→ **EXERCISE GOAL**: Each line of the data below that carries the word "bare" needs to be copied.

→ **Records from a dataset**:
=== Section Start ===

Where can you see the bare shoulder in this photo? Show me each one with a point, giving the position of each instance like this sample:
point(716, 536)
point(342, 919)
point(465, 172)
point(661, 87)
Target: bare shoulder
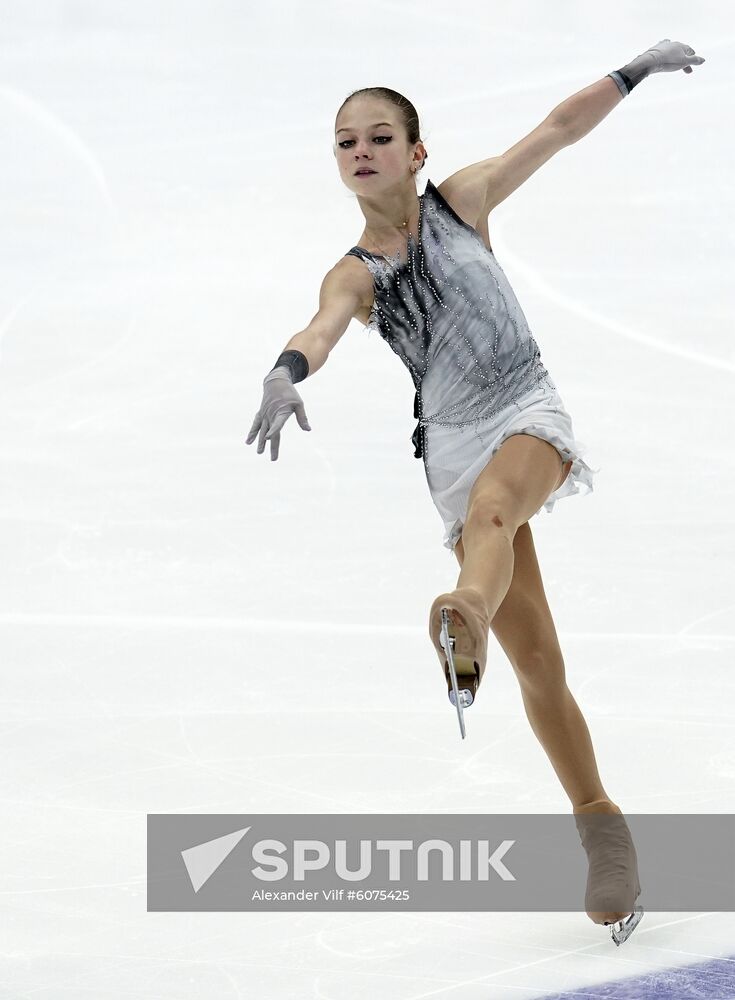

=== Section End ===

→ **THE COMPLETED TASK**:
Where can you see the bare shoulder in this photo? Show me each one with a point, giving the position of each instance like this sample:
Target: bare shoulder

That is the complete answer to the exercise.